Reproduce the listing below word for word, omitting the pictures.

Coordinate labeling data
*-*-*

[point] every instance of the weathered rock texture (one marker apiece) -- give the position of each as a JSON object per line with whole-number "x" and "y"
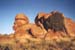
{"x": 47, "y": 25}
{"x": 51, "y": 31}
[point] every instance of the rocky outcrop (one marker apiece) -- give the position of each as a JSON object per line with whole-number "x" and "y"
{"x": 47, "y": 25}
{"x": 20, "y": 20}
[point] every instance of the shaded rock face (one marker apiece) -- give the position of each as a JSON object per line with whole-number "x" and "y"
{"x": 55, "y": 21}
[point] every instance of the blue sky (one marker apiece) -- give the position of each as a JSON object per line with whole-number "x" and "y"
{"x": 9, "y": 9}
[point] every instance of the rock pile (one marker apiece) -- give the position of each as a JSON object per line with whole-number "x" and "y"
{"x": 47, "y": 25}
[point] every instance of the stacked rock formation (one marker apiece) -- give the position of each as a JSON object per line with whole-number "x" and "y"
{"x": 20, "y": 20}
{"x": 47, "y": 25}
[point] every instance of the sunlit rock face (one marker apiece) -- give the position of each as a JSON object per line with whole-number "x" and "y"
{"x": 47, "y": 25}
{"x": 54, "y": 21}
{"x": 20, "y": 20}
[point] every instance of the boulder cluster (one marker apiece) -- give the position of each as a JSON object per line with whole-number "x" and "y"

*-*-*

(FINISHED ANSWER):
[point] every instance of the weathered rock texture (one marker apiece) -- give the position of each as a JSON object per line with whole-number "x" and "y"
{"x": 47, "y": 25}
{"x": 51, "y": 31}
[point] every instance of the rocky outcrop (one marker apiece) -- give the position of each as a JSON object per line with whole-number "x" and "y"
{"x": 47, "y": 25}
{"x": 20, "y": 20}
[point] every instance of the shaded rock face (one marker apiece) -- give the position of each as a JSON object per line with whole-number "x" and "y"
{"x": 55, "y": 21}
[point] every instance of the blue sky (one marker apiece) -- give the position of each as a JSON object per line with whole-number "x" and "y"
{"x": 9, "y": 9}
[point] every instance of the rock pile (one marker apiece) -- give the position of each as a JSON object per line with whole-number "x" and "y"
{"x": 47, "y": 25}
[point] every instance of the stacked rock formation (one marker apiece) -- give the position of each as a JSON object per line with whole-number "x" and "y"
{"x": 20, "y": 20}
{"x": 47, "y": 25}
[point] every instance of the sunlit rock face (one marker apiece) -- give the position of each as a JSON object per line with whole-number "x" and "y"
{"x": 47, "y": 25}
{"x": 54, "y": 21}
{"x": 20, "y": 20}
[point] every instance of the boulder cluster (one marker apiece) -- give the position of each as a JSON object per line with whole-number "x" and "y"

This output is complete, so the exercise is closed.